**WORK TO COMPLETE**:
1. From the passage on Nigeria's unity school budgets, list every running cost that it says recurrent expenditure covers.
2. Answer the following questions from the passage on Nigeria's unity school budgets.
(a) About how many Nigerian children sat the national entrance examination for unity school places in 2016?
(b) How many unity schools receive the proposed federal allocations this year?
(c) Which school tops the recurrent budget rankings in every year, and what did it receive in 2026?
3. Proceed with the passage on Nigeria's unity school budgets, picking up after its final sentence.

**SOURCE PASSAGE**:
-----

In 2016, nearly 91,000 Nigerian children sat the national entrance examination for unity school places. By 2025, that number had dropped to under 65,000. The schools had not shrunk; there are, in fact, more of them now than ever. The population had not fallen. What has changed is the perception of what a unity school actually offers.
For decades, Nigeria’s unity schools have carried an ambitious brief: to put teenagers from different regions, religions and ethnic groups under the same roof, in the belief that shared dormitories and dining halls could do what politics alone could not. Schools like King’s College Lagos had been running on a similar idea since the colonial era, but it was the post-war federal military government that turned it into a national programme. Unity schools have since produced a disproportionate share of the people who run Nigeria– judges, ministers, governors, bankers and tech founders.
EduIntel’s Sofiyat Raimi and Moses Akobi did an analysis of recent allocations to the unity schools, and below I share insight from the analysis.
A look at the budget
Proposed federal allocations to the 118 unity schools this year stand at ₦155 billion, down from the record ₦171.7 billion allocated in 2025, though still well above the ₦93.5 billion budgeted in 2024.
The budget has two parts. Recurrent expenditure covers the running costs: staff salaries, food for boarding students, textbooks, electricity bills and day-to-day maintenance. This is the money schools can actually count on. It rose from ₦72 billion in 2024 to ₦120 billion in 2025, then held roughly steady at ₦119 billion in 2026.
Of that recurrent money, nearly half goes to staff salaries. Between 2024 and 2026, personnel costs averaged 47 per cent of the recurrent budget. That sounds steep, but it compares favourably with federal universities, where over 90 per cent of government funding is consumed by salaries before a single laboratory reagent is purchased.
The second part is capital expenditure, for new buildings, laboratories, hostel renovations and equipment. It more than doubled from ₦20.6 billion in 2024 to ₦51.6 billion in 2025, then was cut back to ₦36 billion in 2026. In Nigeria, money allocated for capital projects is frequently not actually released. The 2025 budget had a particularly poor record on this front. The government has promised to roll those unspent projects into 2026. In other words, some of the missing 2025 money is supposedly still coming, just later. Probably.

Figure 1: Per capita recurrent allocation to unity schools (2024-2026)
Which schools get the most
Looking at recurrent budgets only, the rankings have been fairly stable over three years. Federal Technical College Yaba in Lagos sits at the top in every year, receiving ₦2.56 billion in 2026. Queen’s College Lagos and King’s College Lagos both consistently feature in the top five. Schools in the Federal Capital Territory, particularly FGC Kwali, FGGC Bwari and FGC Garki, also draw large allocations year after year. These are all schools in Nigeria’s most urbanised states/territory.

-----

**GIVEN RECORDS**:

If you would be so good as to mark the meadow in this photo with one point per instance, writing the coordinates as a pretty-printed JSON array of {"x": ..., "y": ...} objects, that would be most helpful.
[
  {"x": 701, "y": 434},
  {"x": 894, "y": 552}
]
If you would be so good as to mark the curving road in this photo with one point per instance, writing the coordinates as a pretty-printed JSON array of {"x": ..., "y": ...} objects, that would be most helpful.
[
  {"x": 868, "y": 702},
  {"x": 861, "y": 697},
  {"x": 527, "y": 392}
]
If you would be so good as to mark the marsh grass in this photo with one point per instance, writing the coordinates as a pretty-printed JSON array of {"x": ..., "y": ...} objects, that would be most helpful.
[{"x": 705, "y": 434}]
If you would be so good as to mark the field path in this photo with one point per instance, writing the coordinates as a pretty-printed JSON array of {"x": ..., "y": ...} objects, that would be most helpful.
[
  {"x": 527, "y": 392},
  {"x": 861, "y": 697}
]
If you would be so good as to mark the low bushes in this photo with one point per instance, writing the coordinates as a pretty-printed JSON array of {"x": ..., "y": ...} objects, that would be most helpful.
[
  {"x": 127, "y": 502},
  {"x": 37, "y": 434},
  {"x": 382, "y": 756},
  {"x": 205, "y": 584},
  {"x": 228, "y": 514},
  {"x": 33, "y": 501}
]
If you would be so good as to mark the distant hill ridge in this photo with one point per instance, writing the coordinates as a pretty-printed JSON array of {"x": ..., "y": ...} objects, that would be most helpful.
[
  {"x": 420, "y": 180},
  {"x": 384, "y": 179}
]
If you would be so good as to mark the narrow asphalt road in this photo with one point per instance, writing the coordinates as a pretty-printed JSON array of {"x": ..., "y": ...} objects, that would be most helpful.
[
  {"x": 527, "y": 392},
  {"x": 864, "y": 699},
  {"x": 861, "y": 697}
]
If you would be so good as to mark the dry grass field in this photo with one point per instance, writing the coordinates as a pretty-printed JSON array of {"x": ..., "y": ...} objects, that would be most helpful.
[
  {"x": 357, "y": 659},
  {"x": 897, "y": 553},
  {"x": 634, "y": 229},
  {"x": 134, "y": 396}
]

-----

**RESULTS OF THE EXERCISE**:
1.
- Staff salaries
- Food for boarding students
- Textbooks
- Electricity bills
- Day-to-day maintenance

2.
(a) Nearly 91,000.
(b) 118.
(c) Federal Technical College Yaba in Lagos, which received ₦2.56 billion in 2026.

3.
Figure 2: Top 10 unity schools by total recurrent allocation, 2024–2026. Source: FGN Appropriation Acts (2024 and 2025) and Bill (2026).
What each student actually gets
Enrolment across unity schools stands at 165,139 students as of 2021, the most recent available figure. Divide the ₦119 billion 2026 recurrent budget across those students, and you get roughly ₦721k per pupil per year. In 2024, it was ₦436,000. Not bad, even when adjusted for inflation.

Figure 3: Top 10 schools by per-pupil recurrent funding, 2024–2026. System average of ₦721,000 shown for reference. Schools with fewer than 100 enrolled pupils are excluded.
The system-wide average, however, conceals a troubling pattern. Funding does not scale with enrolment. The ten highest-funded schools per pupil are almost entirely small institutions with fewer than 1,600 students, concentrated in the North-West, North-East and North Central. FGGC Bajoga in Gombe, with just 195 students, receives nearly ₦2.85 million per pupil in the proposed 2026 budget. FGGC Gusau in Zamfara, with 481 students, receives ₦1.92 million per pupil.
At the other end, the schools serving the most students receive the least per pupil.

Figure 4: Bottom 10 schools by per-pupil recurrent funding, 2024–2026. All sit well below the system average of ₦721,000.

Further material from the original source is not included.